▶ Exercise description:
Could you count how many lines of the data include "long" and answer with the number only?

--- Given records Enclosed Below ---

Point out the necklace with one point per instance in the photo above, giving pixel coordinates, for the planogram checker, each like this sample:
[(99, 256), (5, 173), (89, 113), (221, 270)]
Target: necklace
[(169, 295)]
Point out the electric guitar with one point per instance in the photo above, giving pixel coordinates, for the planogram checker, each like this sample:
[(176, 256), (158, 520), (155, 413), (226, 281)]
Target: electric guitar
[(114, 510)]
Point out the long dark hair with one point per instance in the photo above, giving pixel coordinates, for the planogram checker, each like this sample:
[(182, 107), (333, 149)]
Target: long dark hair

--- End of Enclosed Given records ---
--- Given records Enclosed Below ---

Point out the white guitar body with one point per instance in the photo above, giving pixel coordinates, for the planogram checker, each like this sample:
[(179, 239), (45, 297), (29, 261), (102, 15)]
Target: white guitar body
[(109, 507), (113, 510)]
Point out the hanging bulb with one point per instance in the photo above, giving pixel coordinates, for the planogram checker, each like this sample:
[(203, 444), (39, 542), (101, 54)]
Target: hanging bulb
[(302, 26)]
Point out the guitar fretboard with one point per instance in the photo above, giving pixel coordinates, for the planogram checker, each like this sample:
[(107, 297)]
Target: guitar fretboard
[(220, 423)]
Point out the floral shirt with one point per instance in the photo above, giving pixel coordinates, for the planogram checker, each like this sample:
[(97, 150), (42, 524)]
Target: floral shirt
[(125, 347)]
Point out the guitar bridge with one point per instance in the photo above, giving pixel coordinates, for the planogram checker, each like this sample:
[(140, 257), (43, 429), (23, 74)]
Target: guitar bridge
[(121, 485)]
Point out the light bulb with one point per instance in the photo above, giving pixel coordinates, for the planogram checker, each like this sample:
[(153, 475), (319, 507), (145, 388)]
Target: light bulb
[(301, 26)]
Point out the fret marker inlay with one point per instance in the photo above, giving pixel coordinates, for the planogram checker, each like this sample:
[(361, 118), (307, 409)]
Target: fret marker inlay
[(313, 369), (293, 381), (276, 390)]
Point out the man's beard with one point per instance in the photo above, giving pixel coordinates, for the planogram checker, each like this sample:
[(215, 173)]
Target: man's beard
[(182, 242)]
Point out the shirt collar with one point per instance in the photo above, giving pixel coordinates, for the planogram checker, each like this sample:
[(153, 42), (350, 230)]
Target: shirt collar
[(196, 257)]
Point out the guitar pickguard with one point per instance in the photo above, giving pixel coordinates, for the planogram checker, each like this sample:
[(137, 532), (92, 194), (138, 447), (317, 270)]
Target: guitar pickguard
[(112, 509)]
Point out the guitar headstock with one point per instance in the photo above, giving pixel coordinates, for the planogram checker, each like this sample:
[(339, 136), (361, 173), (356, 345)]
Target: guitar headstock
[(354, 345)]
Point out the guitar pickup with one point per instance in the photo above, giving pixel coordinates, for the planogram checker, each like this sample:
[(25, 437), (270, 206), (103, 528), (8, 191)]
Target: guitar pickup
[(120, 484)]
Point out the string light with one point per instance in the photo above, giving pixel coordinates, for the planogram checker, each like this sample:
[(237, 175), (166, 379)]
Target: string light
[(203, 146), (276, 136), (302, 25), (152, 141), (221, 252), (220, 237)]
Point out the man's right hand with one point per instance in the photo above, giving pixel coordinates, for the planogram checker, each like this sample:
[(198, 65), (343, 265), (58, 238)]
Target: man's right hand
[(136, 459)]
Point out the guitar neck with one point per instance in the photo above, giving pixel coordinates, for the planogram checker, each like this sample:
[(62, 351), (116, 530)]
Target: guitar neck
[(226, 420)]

--- End of Enclosed Given records ---
--- Given records Enclosed Below ---

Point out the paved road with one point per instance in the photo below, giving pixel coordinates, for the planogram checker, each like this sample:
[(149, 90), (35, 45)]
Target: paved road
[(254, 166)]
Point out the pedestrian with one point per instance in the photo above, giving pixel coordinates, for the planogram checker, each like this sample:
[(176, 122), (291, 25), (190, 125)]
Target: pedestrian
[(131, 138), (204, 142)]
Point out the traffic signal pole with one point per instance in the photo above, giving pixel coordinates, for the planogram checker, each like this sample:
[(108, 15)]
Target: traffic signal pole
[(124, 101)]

--- End of Enclosed Given records ---

▶ Answer box:
2